Take the line that contains "Wildlife-tally tagging: find every instance of the patterned" and every line after it in the material below, and quote them exactly.

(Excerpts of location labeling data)
--- Start ---
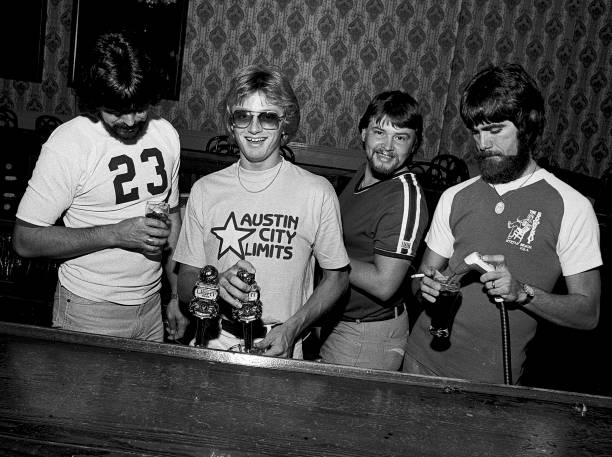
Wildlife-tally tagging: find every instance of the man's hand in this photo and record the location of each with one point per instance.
(232, 289)
(175, 322)
(429, 287)
(142, 234)
(500, 282)
(278, 342)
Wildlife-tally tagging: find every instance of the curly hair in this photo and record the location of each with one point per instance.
(402, 110)
(274, 87)
(118, 75)
(505, 93)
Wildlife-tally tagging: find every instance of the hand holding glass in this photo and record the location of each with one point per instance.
(158, 210)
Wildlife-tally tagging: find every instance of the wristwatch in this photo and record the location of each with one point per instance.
(529, 292)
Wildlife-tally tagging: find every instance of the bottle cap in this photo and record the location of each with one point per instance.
(209, 274)
(245, 276)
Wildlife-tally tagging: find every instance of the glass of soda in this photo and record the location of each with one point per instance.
(443, 310)
(158, 210)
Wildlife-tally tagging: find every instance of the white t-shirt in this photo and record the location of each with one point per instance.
(97, 180)
(280, 230)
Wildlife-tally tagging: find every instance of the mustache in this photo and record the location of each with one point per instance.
(485, 154)
(382, 150)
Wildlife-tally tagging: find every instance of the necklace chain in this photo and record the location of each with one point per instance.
(263, 188)
(500, 206)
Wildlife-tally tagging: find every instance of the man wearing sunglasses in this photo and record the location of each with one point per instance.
(268, 216)
(384, 216)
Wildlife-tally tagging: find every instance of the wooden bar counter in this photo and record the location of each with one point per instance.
(65, 393)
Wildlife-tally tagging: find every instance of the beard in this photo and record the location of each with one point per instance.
(125, 133)
(383, 170)
(497, 168)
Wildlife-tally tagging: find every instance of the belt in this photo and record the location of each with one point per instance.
(237, 329)
(392, 313)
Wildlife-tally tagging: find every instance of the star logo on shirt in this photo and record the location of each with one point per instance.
(231, 237)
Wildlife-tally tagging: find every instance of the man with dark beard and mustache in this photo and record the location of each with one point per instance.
(384, 217)
(528, 224)
(97, 172)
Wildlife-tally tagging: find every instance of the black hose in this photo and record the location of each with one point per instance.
(503, 313)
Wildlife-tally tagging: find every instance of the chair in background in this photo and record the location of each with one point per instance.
(221, 144)
(418, 168)
(449, 169)
(8, 118)
(45, 124)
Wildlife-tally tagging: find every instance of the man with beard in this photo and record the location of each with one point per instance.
(384, 216)
(528, 224)
(97, 172)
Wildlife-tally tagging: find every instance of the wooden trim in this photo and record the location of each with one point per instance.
(449, 385)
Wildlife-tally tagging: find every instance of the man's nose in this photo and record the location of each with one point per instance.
(129, 119)
(388, 142)
(483, 140)
(255, 126)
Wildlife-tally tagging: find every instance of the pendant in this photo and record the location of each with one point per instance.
(499, 208)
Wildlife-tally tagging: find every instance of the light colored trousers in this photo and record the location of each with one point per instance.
(143, 322)
(378, 345)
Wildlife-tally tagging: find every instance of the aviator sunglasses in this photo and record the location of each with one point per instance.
(269, 120)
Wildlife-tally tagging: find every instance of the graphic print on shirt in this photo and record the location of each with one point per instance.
(127, 172)
(521, 227)
(257, 235)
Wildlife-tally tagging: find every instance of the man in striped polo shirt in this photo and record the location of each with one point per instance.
(526, 222)
(384, 217)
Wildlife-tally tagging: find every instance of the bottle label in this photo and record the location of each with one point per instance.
(206, 293)
(253, 295)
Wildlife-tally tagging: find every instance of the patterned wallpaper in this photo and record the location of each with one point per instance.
(339, 53)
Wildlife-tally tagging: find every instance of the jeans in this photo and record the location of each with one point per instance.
(378, 345)
(143, 322)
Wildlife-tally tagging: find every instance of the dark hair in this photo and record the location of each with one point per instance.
(275, 88)
(402, 110)
(505, 93)
(117, 76)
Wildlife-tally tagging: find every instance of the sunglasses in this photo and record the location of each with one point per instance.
--- End ---
Finished exercise »
Wildlife-tally tagging: find every instance of the patterned wallpaper in this photo and record the location of each with one point per instance.
(339, 53)
Wildlife-tally tagging: find every instance of the jeans in this photo and record the location of each with one point per instance.
(378, 345)
(143, 322)
Wildlife-tally tagging: find every instance of the dark hair in this photo and record the location of each with one point per instance.
(275, 88)
(402, 110)
(505, 93)
(117, 76)
Wildlife-tally tagging: find every instance of the sunglasses in this photo and record the location of each with one point per instance.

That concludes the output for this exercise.